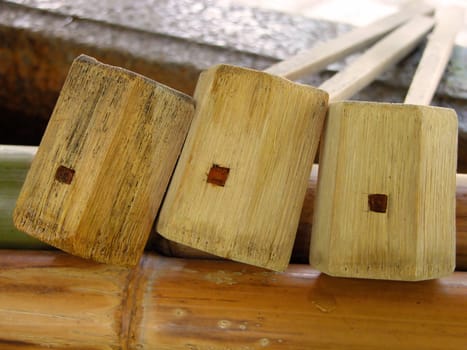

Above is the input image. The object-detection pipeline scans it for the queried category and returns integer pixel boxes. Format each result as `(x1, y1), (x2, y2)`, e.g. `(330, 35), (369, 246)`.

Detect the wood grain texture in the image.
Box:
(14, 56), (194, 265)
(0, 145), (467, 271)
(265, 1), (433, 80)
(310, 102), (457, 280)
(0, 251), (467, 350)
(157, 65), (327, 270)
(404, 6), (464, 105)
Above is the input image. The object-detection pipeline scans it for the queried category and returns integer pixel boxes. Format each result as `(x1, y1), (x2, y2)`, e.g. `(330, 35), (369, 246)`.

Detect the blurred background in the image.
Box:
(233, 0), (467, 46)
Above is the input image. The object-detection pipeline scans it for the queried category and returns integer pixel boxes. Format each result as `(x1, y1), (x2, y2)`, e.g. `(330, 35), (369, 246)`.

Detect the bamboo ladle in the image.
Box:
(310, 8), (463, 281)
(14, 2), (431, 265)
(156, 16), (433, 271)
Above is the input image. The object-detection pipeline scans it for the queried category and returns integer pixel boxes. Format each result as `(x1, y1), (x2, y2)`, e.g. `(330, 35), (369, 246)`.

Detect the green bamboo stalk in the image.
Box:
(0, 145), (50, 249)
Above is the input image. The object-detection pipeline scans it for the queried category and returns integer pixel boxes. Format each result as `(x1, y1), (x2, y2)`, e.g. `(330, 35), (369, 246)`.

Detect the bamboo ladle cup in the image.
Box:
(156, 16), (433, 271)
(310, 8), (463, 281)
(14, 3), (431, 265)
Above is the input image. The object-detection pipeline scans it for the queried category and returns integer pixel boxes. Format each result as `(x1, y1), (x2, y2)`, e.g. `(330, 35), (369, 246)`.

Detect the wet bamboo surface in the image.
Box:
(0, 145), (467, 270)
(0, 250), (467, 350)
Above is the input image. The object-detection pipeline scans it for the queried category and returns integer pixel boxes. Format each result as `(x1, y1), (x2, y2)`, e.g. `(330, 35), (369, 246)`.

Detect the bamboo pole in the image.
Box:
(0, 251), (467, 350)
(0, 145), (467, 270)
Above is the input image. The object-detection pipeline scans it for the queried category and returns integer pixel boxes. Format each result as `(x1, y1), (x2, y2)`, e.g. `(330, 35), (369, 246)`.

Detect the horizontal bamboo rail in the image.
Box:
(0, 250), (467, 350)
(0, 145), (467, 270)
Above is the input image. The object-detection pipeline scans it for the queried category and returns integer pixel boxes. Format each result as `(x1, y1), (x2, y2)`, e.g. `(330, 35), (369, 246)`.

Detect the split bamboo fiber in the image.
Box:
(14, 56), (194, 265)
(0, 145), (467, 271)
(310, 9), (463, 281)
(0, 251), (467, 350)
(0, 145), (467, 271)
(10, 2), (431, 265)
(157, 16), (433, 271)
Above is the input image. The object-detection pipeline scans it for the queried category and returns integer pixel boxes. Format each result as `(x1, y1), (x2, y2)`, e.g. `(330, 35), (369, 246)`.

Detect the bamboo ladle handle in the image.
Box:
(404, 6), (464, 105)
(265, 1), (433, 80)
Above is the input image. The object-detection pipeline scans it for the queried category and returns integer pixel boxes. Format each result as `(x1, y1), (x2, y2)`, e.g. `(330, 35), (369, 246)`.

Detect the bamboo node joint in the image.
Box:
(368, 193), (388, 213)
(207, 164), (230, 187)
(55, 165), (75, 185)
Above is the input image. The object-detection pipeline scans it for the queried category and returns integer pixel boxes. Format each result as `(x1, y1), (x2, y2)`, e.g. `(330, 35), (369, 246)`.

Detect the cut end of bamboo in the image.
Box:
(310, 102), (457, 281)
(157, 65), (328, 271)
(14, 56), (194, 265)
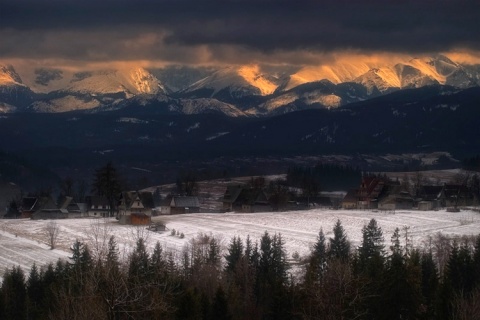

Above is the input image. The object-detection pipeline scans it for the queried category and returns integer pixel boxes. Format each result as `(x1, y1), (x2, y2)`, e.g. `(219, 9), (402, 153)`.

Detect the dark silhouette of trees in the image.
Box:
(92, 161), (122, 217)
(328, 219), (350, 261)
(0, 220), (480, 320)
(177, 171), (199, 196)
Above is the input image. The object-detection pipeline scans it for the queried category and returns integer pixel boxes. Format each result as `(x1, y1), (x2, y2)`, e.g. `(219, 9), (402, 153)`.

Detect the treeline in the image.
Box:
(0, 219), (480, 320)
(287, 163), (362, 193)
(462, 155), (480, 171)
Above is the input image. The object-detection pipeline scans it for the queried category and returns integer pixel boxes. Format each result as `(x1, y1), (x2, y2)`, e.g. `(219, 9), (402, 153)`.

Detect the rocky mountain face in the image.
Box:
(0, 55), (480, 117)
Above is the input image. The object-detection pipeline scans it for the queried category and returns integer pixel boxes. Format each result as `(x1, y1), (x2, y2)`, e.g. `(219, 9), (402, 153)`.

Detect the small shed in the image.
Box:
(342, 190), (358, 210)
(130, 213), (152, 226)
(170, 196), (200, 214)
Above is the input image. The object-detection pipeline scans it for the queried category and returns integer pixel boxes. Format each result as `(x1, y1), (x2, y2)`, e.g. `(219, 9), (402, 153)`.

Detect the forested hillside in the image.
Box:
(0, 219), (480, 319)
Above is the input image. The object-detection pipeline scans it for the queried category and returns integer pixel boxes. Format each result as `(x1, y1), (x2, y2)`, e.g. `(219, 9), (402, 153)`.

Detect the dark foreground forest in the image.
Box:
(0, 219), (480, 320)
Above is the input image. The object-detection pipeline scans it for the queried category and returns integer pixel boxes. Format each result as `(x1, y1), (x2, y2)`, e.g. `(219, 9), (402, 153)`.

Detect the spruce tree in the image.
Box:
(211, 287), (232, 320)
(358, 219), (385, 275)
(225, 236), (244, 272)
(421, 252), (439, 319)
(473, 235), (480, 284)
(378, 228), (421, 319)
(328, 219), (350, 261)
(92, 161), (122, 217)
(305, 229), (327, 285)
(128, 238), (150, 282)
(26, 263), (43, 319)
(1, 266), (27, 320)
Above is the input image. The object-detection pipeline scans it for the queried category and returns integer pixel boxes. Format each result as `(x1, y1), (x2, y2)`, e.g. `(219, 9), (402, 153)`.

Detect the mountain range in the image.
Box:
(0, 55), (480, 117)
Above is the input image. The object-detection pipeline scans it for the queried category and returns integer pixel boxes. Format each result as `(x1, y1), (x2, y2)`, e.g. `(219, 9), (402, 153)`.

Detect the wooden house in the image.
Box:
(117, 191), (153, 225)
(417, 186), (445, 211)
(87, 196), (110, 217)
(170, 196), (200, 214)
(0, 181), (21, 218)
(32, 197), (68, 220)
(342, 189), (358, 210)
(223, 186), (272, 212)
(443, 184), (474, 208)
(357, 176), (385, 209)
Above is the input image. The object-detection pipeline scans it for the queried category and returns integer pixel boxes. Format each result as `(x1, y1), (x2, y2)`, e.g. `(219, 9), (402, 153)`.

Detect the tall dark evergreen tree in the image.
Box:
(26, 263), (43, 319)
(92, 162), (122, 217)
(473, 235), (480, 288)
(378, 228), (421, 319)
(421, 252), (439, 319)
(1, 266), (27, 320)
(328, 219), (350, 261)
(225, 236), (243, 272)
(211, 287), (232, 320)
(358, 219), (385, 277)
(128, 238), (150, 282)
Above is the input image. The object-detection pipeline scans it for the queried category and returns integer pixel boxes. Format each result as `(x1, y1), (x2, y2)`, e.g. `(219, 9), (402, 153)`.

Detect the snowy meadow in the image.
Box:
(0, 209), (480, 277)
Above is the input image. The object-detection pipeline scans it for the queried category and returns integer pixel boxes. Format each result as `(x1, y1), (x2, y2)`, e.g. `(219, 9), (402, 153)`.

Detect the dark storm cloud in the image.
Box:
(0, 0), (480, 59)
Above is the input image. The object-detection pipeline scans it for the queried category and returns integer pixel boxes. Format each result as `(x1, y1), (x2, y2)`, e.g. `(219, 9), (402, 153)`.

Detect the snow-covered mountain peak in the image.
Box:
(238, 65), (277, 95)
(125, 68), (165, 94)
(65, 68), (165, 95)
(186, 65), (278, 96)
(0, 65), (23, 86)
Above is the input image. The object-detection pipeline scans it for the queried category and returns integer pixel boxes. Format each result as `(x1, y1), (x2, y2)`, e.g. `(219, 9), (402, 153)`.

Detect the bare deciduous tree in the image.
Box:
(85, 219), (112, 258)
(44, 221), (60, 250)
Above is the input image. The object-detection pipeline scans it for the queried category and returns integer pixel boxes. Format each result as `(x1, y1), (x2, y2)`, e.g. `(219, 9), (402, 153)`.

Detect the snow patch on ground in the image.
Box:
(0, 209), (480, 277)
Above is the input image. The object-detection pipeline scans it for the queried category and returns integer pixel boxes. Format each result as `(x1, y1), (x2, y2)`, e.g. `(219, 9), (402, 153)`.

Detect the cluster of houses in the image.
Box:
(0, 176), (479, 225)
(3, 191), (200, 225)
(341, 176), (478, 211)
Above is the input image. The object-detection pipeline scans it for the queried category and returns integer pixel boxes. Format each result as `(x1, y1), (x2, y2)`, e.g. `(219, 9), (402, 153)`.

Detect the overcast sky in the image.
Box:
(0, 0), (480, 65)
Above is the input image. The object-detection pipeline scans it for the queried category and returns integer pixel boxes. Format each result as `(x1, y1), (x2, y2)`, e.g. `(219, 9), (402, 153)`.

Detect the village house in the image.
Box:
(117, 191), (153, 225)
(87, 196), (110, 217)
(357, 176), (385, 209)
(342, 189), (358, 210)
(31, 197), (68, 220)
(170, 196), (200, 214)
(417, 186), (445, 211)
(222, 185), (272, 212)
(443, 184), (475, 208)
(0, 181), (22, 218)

(SET PROBLEM):
Pick out each line of the records that includes the word "mountain", treating uppercase and lowercase letters as distinct.

(THE RESULT):
Detect the rocky mountain face in the image.
Detect the mountain range in the image.
Detect the snow-covered mountain peak in the image.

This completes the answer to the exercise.